(Collected data)
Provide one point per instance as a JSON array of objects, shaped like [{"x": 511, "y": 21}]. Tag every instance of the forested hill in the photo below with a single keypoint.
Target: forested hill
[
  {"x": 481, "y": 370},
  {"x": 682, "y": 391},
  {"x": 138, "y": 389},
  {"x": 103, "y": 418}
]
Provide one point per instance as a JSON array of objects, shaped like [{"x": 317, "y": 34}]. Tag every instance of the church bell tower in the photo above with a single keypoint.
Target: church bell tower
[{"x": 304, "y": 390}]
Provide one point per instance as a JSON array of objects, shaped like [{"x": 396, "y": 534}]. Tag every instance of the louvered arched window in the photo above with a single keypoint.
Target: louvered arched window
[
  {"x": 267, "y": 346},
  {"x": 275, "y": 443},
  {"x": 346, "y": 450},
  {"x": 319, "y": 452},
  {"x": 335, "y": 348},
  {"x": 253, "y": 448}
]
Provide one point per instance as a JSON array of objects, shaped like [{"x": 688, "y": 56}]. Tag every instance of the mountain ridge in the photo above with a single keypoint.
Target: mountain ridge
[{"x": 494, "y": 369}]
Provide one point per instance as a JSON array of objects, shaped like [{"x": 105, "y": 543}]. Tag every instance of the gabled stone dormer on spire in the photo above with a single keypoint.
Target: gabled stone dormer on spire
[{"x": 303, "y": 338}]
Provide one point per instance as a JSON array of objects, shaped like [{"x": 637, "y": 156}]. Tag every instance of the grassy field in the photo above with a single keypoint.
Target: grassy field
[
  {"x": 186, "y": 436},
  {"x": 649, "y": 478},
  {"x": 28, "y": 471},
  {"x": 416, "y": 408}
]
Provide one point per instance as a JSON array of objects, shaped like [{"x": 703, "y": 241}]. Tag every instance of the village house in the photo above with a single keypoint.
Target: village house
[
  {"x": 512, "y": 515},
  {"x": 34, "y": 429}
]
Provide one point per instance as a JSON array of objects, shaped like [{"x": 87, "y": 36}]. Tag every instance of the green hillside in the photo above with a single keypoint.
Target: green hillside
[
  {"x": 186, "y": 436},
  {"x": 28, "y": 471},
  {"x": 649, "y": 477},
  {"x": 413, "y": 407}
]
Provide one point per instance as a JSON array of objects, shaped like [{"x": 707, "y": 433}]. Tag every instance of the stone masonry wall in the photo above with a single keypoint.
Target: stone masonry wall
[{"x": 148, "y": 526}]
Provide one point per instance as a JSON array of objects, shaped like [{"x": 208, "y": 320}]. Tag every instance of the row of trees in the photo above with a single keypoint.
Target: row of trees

(Exercise brief) Output the records exactly, including every line.

(Solution)
Provide one point per instance as a JSON array of objects, shaped like [{"x": 511, "y": 21}]. Tag every instance of the forested hill in the photo below with a single keypoint.
Target: forested hill
[
  {"x": 481, "y": 370},
  {"x": 682, "y": 391},
  {"x": 138, "y": 389},
  {"x": 103, "y": 418}
]
Provide one point per instance as a JSON array of objects, shaped like [{"x": 317, "y": 34}]. Tag every instance of the church bell tower in the photo above with a single keypoint.
Target: church bell tower
[{"x": 304, "y": 390}]
Provide one point per instance as a JSON array of objects, shaped like [{"x": 396, "y": 534}]. Tag every instance of the louvered arched window in the photo above with a single keypoint.
Target: louvered arched window
[
  {"x": 267, "y": 346},
  {"x": 275, "y": 443},
  {"x": 346, "y": 450},
  {"x": 319, "y": 452},
  {"x": 335, "y": 348},
  {"x": 253, "y": 448}
]
Provide one point per instance as a JSON array of objects, shaped like [{"x": 688, "y": 56}]. Tag every instance of the mountain ridge in the photo above with a single keypoint.
Target: mountain ridge
[{"x": 494, "y": 369}]
Provide one point per instance as a JSON array of objects, shaped like [{"x": 105, "y": 543}]. Tag every instance of the gabled stone dormer on spire in the photo above with a single keypoint.
Target: gabled stone dormer on spire
[{"x": 303, "y": 338}]
Provide one point per instance as a JSON array of objects, shaped like [{"x": 637, "y": 156}]. Tag every instance of the grassy field in the photo above with a single keypoint.
Target: grassy field
[
  {"x": 186, "y": 436},
  {"x": 649, "y": 478},
  {"x": 28, "y": 471},
  {"x": 416, "y": 408}
]
Provide one point per instance as a JSON array of objects, shaped like [{"x": 703, "y": 241}]. Tag every instance of the village house in the photo above with a single keypoint.
Target: village house
[
  {"x": 512, "y": 515},
  {"x": 34, "y": 429}
]
Provide one point per instance as a JSON array of objects, shaped like [{"x": 87, "y": 36}]. Tag every instance of the green hillside in the photo above with a single keypoint.
Target: green hillside
[
  {"x": 186, "y": 436},
  {"x": 28, "y": 471},
  {"x": 649, "y": 477},
  {"x": 413, "y": 407}
]
Provide one point per instance as a JSON array of objects, shaped like [{"x": 707, "y": 433}]. Tag every instance of the stone masonry wall in the photo above with a single keypoint.
Target: stone masonry wall
[{"x": 148, "y": 526}]
Provide one point per instance as a JSON array of objects, shaped like [{"x": 208, "y": 320}]. Tag every instance of the row of trees in the photo above with a single keypoint.
Target: row of trees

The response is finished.